### Task to carry out
Set out every line of the records below as a numbered list, omitting blank lines and leaving out the pictures.

### Dataset rows
= = = = =

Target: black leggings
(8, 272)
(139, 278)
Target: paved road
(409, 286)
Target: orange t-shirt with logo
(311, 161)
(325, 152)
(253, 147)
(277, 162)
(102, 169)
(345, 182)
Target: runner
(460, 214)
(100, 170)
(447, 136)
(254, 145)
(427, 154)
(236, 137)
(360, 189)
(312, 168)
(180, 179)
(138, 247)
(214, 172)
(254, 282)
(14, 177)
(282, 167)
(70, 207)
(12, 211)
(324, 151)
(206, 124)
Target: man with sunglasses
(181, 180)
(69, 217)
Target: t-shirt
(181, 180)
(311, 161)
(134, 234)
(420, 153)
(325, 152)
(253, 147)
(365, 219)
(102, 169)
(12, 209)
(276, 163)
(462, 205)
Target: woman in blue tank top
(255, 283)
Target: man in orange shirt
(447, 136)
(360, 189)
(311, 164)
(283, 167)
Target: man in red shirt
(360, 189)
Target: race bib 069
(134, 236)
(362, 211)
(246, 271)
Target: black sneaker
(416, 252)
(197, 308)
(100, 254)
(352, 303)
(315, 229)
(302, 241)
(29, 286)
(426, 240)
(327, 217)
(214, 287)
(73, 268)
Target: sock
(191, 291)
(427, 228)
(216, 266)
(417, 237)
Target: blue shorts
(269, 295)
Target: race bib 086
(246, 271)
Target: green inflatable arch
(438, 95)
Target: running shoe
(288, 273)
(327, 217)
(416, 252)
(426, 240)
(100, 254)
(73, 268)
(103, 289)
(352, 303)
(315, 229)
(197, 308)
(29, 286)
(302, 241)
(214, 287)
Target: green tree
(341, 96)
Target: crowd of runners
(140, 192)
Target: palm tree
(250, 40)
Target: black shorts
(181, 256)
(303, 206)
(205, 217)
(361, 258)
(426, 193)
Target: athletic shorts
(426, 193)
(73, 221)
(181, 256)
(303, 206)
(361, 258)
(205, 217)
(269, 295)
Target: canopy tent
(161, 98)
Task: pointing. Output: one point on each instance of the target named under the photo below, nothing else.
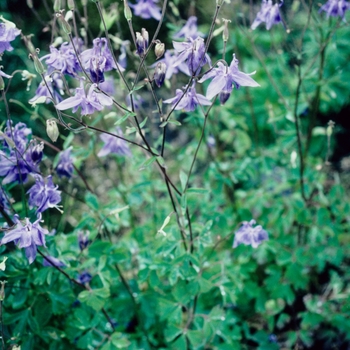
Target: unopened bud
(52, 130)
(159, 73)
(65, 25)
(38, 65)
(225, 32)
(127, 11)
(57, 5)
(71, 5)
(2, 84)
(159, 50)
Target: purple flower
(63, 60)
(189, 30)
(193, 53)
(16, 154)
(189, 100)
(84, 277)
(91, 102)
(114, 145)
(269, 13)
(335, 8)
(83, 240)
(146, 9)
(8, 32)
(65, 164)
(98, 60)
(52, 262)
(249, 235)
(44, 194)
(225, 78)
(55, 84)
(28, 236)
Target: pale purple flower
(27, 235)
(189, 30)
(8, 32)
(188, 101)
(91, 102)
(193, 53)
(225, 78)
(44, 194)
(98, 60)
(269, 14)
(146, 9)
(16, 162)
(63, 59)
(51, 261)
(249, 235)
(65, 164)
(335, 8)
(114, 145)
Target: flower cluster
(249, 235)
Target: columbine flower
(50, 261)
(224, 78)
(189, 100)
(114, 145)
(146, 9)
(28, 236)
(8, 32)
(269, 13)
(98, 60)
(91, 102)
(44, 194)
(65, 164)
(16, 155)
(335, 8)
(193, 53)
(63, 60)
(189, 30)
(249, 235)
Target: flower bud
(2, 84)
(159, 74)
(159, 50)
(37, 152)
(127, 11)
(38, 65)
(52, 130)
(57, 5)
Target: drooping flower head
(98, 60)
(8, 33)
(225, 78)
(189, 30)
(89, 102)
(146, 9)
(114, 145)
(44, 194)
(335, 8)
(193, 53)
(269, 14)
(189, 100)
(27, 235)
(249, 235)
(65, 164)
(16, 157)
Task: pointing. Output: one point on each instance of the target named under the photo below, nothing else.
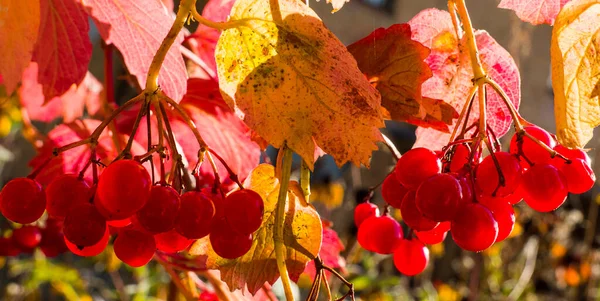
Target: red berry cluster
(472, 197)
(144, 217)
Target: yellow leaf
(291, 80)
(302, 237)
(576, 71)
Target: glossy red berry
(195, 216)
(392, 191)
(379, 234)
(488, 179)
(438, 197)
(22, 200)
(160, 211)
(411, 257)
(417, 165)
(544, 188)
(226, 242)
(412, 216)
(123, 189)
(135, 248)
(64, 192)
(244, 211)
(363, 211)
(84, 225)
(474, 227)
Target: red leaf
(535, 11)
(137, 30)
(450, 63)
(63, 50)
(394, 65)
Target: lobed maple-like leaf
(302, 237)
(575, 72)
(137, 28)
(451, 68)
(17, 38)
(292, 81)
(535, 11)
(63, 49)
(394, 64)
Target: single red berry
(438, 197)
(392, 191)
(417, 165)
(244, 211)
(27, 237)
(474, 227)
(364, 211)
(411, 257)
(90, 251)
(123, 189)
(22, 200)
(84, 225)
(487, 177)
(579, 176)
(412, 216)
(135, 248)
(196, 215)
(226, 242)
(160, 211)
(172, 242)
(379, 234)
(544, 188)
(64, 192)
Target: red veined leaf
(535, 11)
(450, 64)
(63, 49)
(17, 38)
(137, 30)
(396, 68)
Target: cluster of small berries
(472, 197)
(144, 217)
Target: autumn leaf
(394, 64)
(63, 49)
(535, 11)
(302, 237)
(17, 38)
(292, 81)
(451, 68)
(137, 31)
(576, 72)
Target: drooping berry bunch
(144, 217)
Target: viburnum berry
(244, 210)
(474, 227)
(84, 225)
(412, 216)
(411, 257)
(487, 177)
(544, 188)
(123, 189)
(417, 165)
(226, 242)
(392, 191)
(363, 211)
(379, 234)
(438, 197)
(195, 216)
(64, 192)
(161, 209)
(135, 248)
(22, 200)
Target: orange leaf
(292, 81)
(394, 64)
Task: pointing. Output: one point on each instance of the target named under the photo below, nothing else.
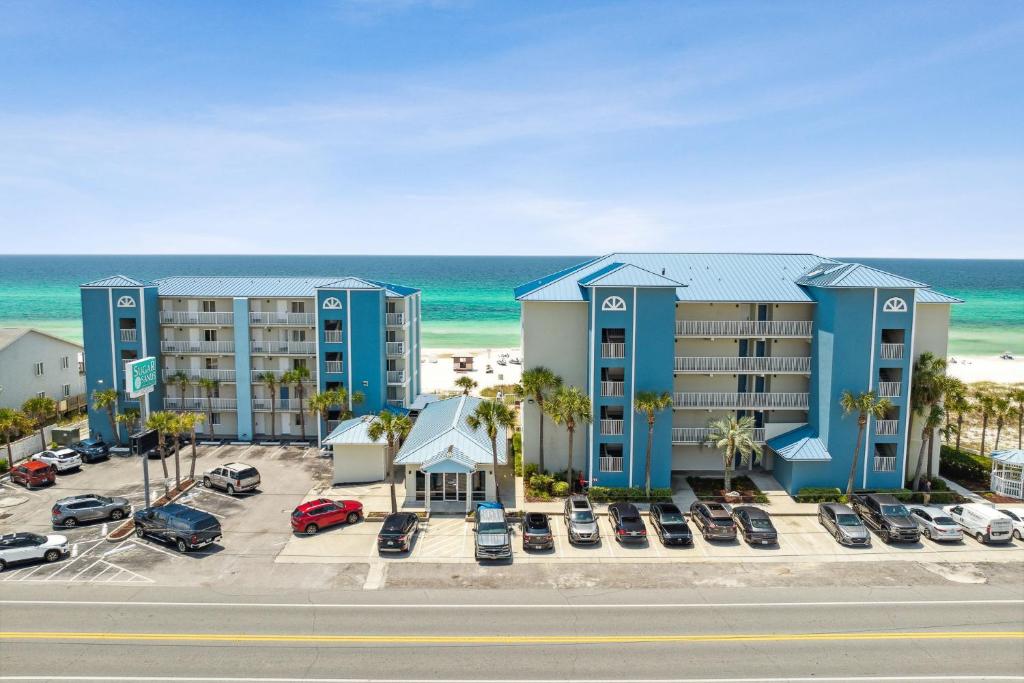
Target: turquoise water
(467, 300)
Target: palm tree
(297, 376)
(107, 399)
(269, 380)
(569, 407)
(733, 436)
(39, 410)
(209, 387)
(492, 416)
(864, 404)
(465, 383)
(537, 382)
(650, 403)
(394, 428)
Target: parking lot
(260, 552)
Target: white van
(983, 522)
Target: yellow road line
(508, 640)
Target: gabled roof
(800, 445)
(442, 425)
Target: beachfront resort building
(349, 333)
(778, 337)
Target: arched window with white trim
(613, 303)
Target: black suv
(186, 527)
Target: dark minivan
(187, 528)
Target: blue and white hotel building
(778, 337)
(353, 333)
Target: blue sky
(873, 129)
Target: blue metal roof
(800, 445)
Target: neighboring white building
(37, 364)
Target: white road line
(558, 605)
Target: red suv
(314, 515)
(34, 473)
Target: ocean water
(467, 300)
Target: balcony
(611, 427)
(770, 365)
(200, 404)
(740, 401)
(612, 388)
(273, 318)
(690, 435)
(612, 350)
(197, 347)
(886, 427)
(197, 375)
(283, 347)
(890, 389)
(197, 317)
(892, 351)
(712, 329)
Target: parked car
(580, 520)
(537, 531)
(936, 524)
(397, 531)
(311, 516)
(985, 523)
(670, 524)
(33, 473)
(627, 523)
(232, 477)
(844, 524)
(25, 547)
(714, 520)
(91, 450)
(890, 518)
(61, 460)
(187, 528)
(756, 525)
(493, 537)
(1017, 517)
(88, 507)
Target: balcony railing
(887, 427)
(892, 351)
(197, 347)
(200, 404)
(612, 388)
(197, 375)
(274, 318)
(686, 435)
(743, 328)
(197, 317)
(707, 399)
(889, 389)
(284, 347)
(612, 350)
(769, 365)
(885, 463)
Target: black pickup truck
(887, 516)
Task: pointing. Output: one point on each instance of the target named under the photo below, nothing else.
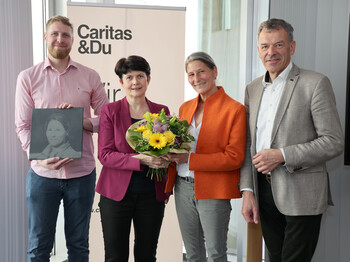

= = = = =

### Answer to this task
1. Target: black leggings
2. (8, 272)
3. (139, 278)
4. Target: paved road
5. (409, 286)
6. Target: orange t-shirt with logo
7. (311, 161)
8. (325, 152)
9. (253, 147)
10. (277, 162)
11. (102, 169)
12. (345, 182)
13. Target: runner
14. (460, 214)
15. (100, 170)
16. (447, 136)
17. (254, 145)
18. (427, 154)
19. (236, 137)
20. (360, 189)
21. (312, 168)
22. (180, 179)
23. (138, 247)
24. (214, 172)
25. (254, 282)
26. (14, 177)
27. (282, 167)
28. (70, 207)
29. (12, 211)
30. (324, 151)
31. (206, 124)
32. Target: man with sunglasses
33. (181, 180)
34. (69, 217)
35. Target: t-shirt
36. (181, 180)
37. (311, 161)
38. (134, 234)
39. (420, 153)
40. (325, 152)
41. (253, 147)
42. (365, 219)
43. (102, 169)
44. (12, 209)
45. (276, 163)
46. (462, 205)
47. Target: woman in blue tank top
48. (255, 283)
49. Target: man in orange shirt
50. (447, 136)
51. (360, 189)
52. (311, 164)
53. (283, 167)
54. Target: man in red shirt
55. (360, 189)
56. Target: race bib 069
57. (134, 236)
58. (362, 211)
59. (246, 271)
60. Target: black sneaker
61. (416, 252)
62. (197, 308)
63. (100, 254)
64. (352, 303)
65. (315, 229)
66. (302, 241)
67. (29, 286)
68. (426, 240)
69. (327, 217)
70. (214, 287)
71. (73, 268)
72. Target: sock
73. (191, 291)
74. (427, 228)
75. (216, 266)
76. (417, 237)
77. Target: blue shorts
78. (269, 295)
79. Target: race bib 086
80. (246, 271)
81. Target: green inflatable arch
82. (438, 95)
83. Target: running shoe
84. (288, 273)
85. (327, 217)
86. (416, 252)
87. (426, 240)
88. (100, 254)
89. (73, 268)
90. (103, 289)
91. (352, 303)
92. (315, 229)
93. (197, 308)
94. (29, 286)
95. (302, 241)
96. (214, 287)
97. Target: green tree
98. (341, 96)
99. Target: crowd of runners
100. (140, 192)
101. Target: palm tree
102. (250, 40)
103. Target: black shorts
104. (181, 256)
105. (303, 206)
106. (205, 217)
107. (361, 258)
108. (426, 193)
109. Target: athletic shorts
110. (426, 193)
111. (73, 221)
112. (181, 256)
113. (303, 206)
114. (361, 258)
115. (205, 217)
116. (269, 295)
117. Target: canopy tent
118. (161, 98)
119. Task: pointing. Output: one point on each instance of the target named under the photo below, nothing else.
120. Target: unopened bud
121. (52, 130)
122. (159, 73)
123. (65, 25)
124. (38, 65)
125. (225, 32)
126. (127, 11)
127. (57, 5)
128. (71, 5)
129. (2, 84)
130. (159, 50)
131. Target: purple flower
132. (63, 60)
133. (189, 30)
134. (193, 53)
135. (16, 154)
136. (189, 100)
137. (84, 277)
138. (91, 102)
139. (114, 145)
140. (269, 13)
141. (335, 8)
142. (83, 240)
143. (146, 9)
144. (8, 32)
145. (65, 164)
146. (98, 60)
147. (52, 262)
148. (249, 235)
149. (44, 194)
150. (225, 78)
151. (55, 84)
152. (28, 236)
153. Target: pale purple flower
154. (27, 235)
155. (189, 30)
156. (8, 32)
157. (188, 101)
158. (91, 102)
159. (193, 53)
160. (225, 78)
161. (44, 194)
162. (98, 60)
163. (269, 14)
164. (146, 9)
165. (16, 162)
166. (63, 59)
167. (51, 261)
168. (249, 235)
169. (65, 164)
170. (335, 8)
171. (114, 145)
172. Target: flower cluster
173. (249, 235)
174. Target: columbine flower
175. (50, 261)
176. (224, 78)
177. (189, 100)
178. (114, 145)
179. (146, 9)
180. (28, 236)
181. (8, 32)
182. (269, 13)
183. (98, 60)
184. (91, 102)
185. (44, 194)
186. (65, 164)
187. (16, 155)
188. (335, 8)
189. (193, 53)
190. (63, 60)
191. (189, 30)
192. (249, 235)
193. Target: flower bud
194. (2, 84)
195. (159, 74)
196. (159, 50)
197. (37, 152)
198. (127, 11)
199. (38, 65)
200. (52, 130)
201. (57, 5)
202. Target: drooping flower head
203. (98, 60)
204. (8, 33)
205. (225, 78)
206. (189, 30)
207. (89, 102)
208. (146, 9)
209. (114, 145)
210. (44, 194)
211. (335, 8)
212. (193, 53)
213. (269, 14)
214. (189, 100)
215. (27, 235)
216. (249, 235)
217. (65, 164)
218. (16, 157)
219. Task: pointing. Output: one point on each instance of the target named under the photo below, nothing else.
220. Target: red berry cluster
221. (472, 197)
222. (144, 217)
223. Target: yellow leaf
224. (291, 80)
225. (302, 237)
226. (576, 71)
227. Target: glossy red berry
228. (195, 216)
229. (392, 191)
230. (379, 234)
231. (488, 179)
232. (438, 197)
233. (22, 200)
234. (160, 211)
235. (411, 257)
236. (417, 165)
237. (544, 188)
238. (226, 242)
239. (412, 216)
240. (123, 189)
241. (135, 248)
242. (64, 192)
243. (244, 211)
244. (363, 211)
245. (84, 225)
246. (474, 227)
247. Target: red leaf
248. (535, 11)
249. (137, 30)
250. (450, 63)
251. (63, 50)
252. (394, 65)
253. Target: lobed maple-like leaf
254. (302, 237)
255. (575, 72)
256. (137, 28)
257. (451, 68)
258. (17, 38)
259. (292, 81)
260. (535, 11)
261. (63, 49)
262. (394, 64)
263. Target: single red berry
264. (438, 197)
265. (392, 191)
266. (417, 165)
267. (244, 211)
268. (27, 237)
269. (474, 227)
270. (364, 211)
271. (411, 257)
272. (90, 251)
273. (123, 189)
274. (22, 200)
275. (84, 225)
276. (487, 177)
277. (579, 176)
278. (412, 216)
279. (135, 248)
280. (196, 215)
281. (226, 242)
282. (160, 211)
283. (172, 242)
284. (379, 234)
285. (544, 188)
286. (64, 192)
287. Target: red veined leaf
288. (535, 11)
289. (450, 64)
290. (63, 49)
291. (17, 38)
292. (137, 30)
293. (396, 68)
294. Target: cluster of small berries
295. (472, 197)
296. (144, 217)
297. Target: autumn leaf
298. (394, 64)
299. (63, 49)
300. (535, 11)
301. (302, 237)
302. (17, 38)
303. (292, 81)
304. (451, 68)
305. (137, 31)
306. (576, 72)
307. Target: drooping berry bunch
308. (144, 217)
309. Target: viburnum berry
310. (244, 210)
311. (474, 227)
312. (84, 225)
313. (412, 216)
314. (411, 257)
315. (487, 177)
316. (544, 188)
317. (123, 189)
318. (417, 165)
319. (226, 242)
320. (392, 191)
321. (363, 211)
322. (379, 234)
323. (438, 197)
324. (195, 216)
325. (64, 192)
326. (161, 209)
327. (135, 248)
328. (22, 200)
329. Target: orange leaf
330. (292, 81)
331. (394, 64)
332. Task: pointing. Output: one point on each instance of the target named under the photo below, nothing else.
333. Target: turquoise water
334. (467, 300)
335. Target: palm tree
336. (297, 376)
337. (107, 399)
338. (269, 380)
339. (569, 407)
340. (733, 436)
341. (39, 410)
342. (209, 387)
343. (492, 416)
344. (864, 404)
345. (465, 383)
346. (537, 382)
347. (650, 403)
348. (394, 428)
349. Target: parking lot
350. (260, 552)
351. Target: white van
352. (983, 522)
353. Target: yellow road line
354. (508, 640)
355. Target: gabled roof
356. (800, 445)
357. (442, 425)
358. Target: beachfront resort building
359. (349, 333)
360. (778, 337)
361. Target: arched window with white trim
362. (613, 303)
363. Target: black suv
364. (186, 527)
365. Target: dark minivan
366. (187, 528)
367. Target: blue and white hotel building
368. (778, 337)
369. (353, 333)
370. Target: blue sky
371. (873, 129)
372. Target: blue metal roof
373. (800, 445)
374. Target: neighboring white building
375. (37, 364)
376. Target: white road line
377. (558, 605)
378. Target: red suv
379. (314, 515)
380. (34, 473)
381. Target: ocean water
382. (467, 300)
383. Target: balcony
384. (611, 427)
385. (770, 365)
386. (200, 404)
387. (740, 401)
388. (612, 388)
389. (273, 318)
390. (690, 435)
391. (612, 350)
392. (197, 347)
393. (886, 427)
394. (197, 375)
395. (283, 347)
396. (890, 389)
397. (197, 317)
398. (892, 351)
399. (712, 329)
400. Target: parked car
401. (580, 520)
402. (537, 531)
403. (936, 524)
404. (397, 531)
405. (311, 516)
406. (985, 523)
407. (670, 524)
408. (33, 473)
409. (627, 523)
410. (232, 477)
411. (844, 524)
412. (25, 547)
413. (714, 520)
414. (91, 450)
415. (890, 518)
416. (61, 460)
417. (187, 528)
418. (756, 525)
419. (493, 537)
420. (1017, 517)
421. (88, 507)
422. Target: balcony railing
423. (887, 427)
424. (892, 351)
425. (197, 347)
426. (200, 404)
427. (612, 388)
428. (197, 375)
429. (274, 318)
430. (686, 435)
431. (743, 328)
432. (197, 317)
433. (707, 399)
434. (889, 389)
435. (284, 347)
436. (612, 350)
437. (769, 365)
438. (885, 463)
439. Target: black pickup truck
440. (887, 516)
441. Task: pointing. Output: one point on each instance of the target named under the photo below, nothing else.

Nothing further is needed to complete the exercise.